[Referring expression pointing data]

╭──

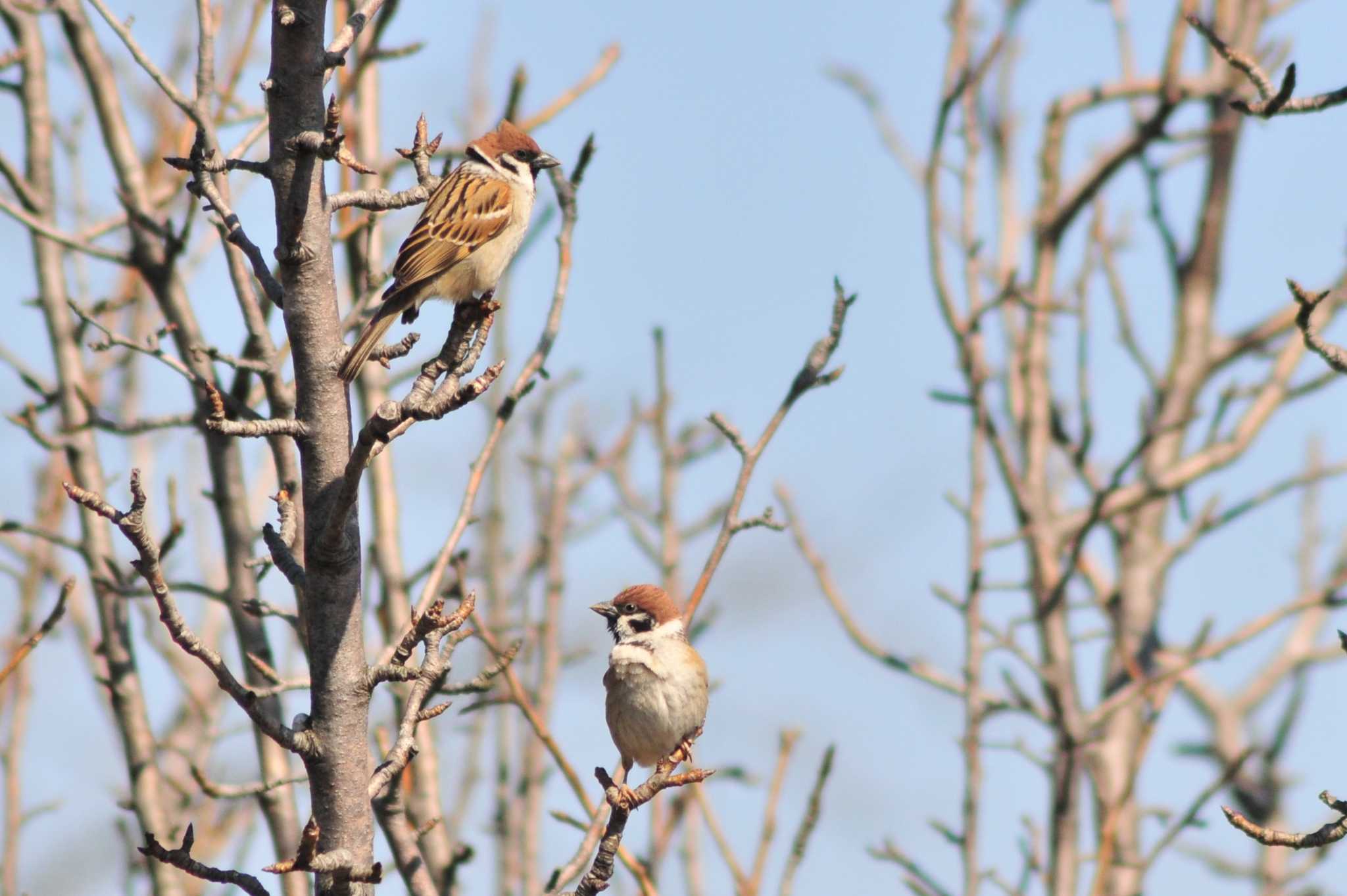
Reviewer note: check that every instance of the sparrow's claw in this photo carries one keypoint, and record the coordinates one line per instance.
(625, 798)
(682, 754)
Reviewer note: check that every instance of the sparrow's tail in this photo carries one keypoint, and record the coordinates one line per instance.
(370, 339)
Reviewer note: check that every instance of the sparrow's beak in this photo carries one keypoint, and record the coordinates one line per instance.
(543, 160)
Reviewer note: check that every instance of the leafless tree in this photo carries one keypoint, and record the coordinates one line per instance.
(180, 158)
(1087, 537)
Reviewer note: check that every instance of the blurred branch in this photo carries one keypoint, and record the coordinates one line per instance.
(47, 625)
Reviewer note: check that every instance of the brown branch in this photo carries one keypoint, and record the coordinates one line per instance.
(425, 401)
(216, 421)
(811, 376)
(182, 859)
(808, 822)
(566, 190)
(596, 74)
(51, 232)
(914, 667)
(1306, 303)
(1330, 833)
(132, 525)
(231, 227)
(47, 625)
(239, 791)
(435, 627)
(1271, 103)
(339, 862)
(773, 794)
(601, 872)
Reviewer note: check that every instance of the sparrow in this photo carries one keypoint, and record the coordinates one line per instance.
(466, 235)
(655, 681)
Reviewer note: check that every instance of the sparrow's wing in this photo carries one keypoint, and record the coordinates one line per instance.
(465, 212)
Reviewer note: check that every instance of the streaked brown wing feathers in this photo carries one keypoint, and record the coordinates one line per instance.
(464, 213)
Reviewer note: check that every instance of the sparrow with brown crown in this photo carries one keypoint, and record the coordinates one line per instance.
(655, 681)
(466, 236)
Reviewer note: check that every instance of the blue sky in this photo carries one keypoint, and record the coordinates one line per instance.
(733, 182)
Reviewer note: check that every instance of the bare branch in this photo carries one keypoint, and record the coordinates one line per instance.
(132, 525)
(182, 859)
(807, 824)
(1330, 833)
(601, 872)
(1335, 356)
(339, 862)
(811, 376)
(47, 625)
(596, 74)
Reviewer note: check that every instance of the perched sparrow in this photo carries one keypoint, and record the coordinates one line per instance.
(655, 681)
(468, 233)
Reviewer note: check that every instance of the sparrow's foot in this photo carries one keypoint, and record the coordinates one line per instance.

╰──

• _Task details_: Starting at the line with "Reviewer note: check that every instance of the sparrow with", copy each line through the end of the data, both ends included, and give nothing else.

• _Written solution_:
Reviewer note: check that every instance of the sparrow with brown crown in this photo carries one keypoint, and record the coordinates one line per instance.
(655, 681)
(466, 236)
Reviewer note: check that every instance of the blue sky in this photo carries one keypoint, and record the coordinates one line per instance.
(733, 182)
Reviewer note: check that every instance of the bare branch in this photo carries one keypoint, and record the coordinates one line per instance.
(132, 525)
(182, 859)
(807, 824)
(1330, 833)
(601, 872)
(1335, 356)
(339, 862)
(811, 376)
(47, 625)
(596, 74)
Reviewer note: check that every instance of the perched sparrow in this photo carries one keypoint, and record the coordinates one line per instance.
(655, 681)
(468, 233)
Reviewer note: check that every instance of the sparrow's foot in this photo carries one keypoint, and record the coordinates one line per instance.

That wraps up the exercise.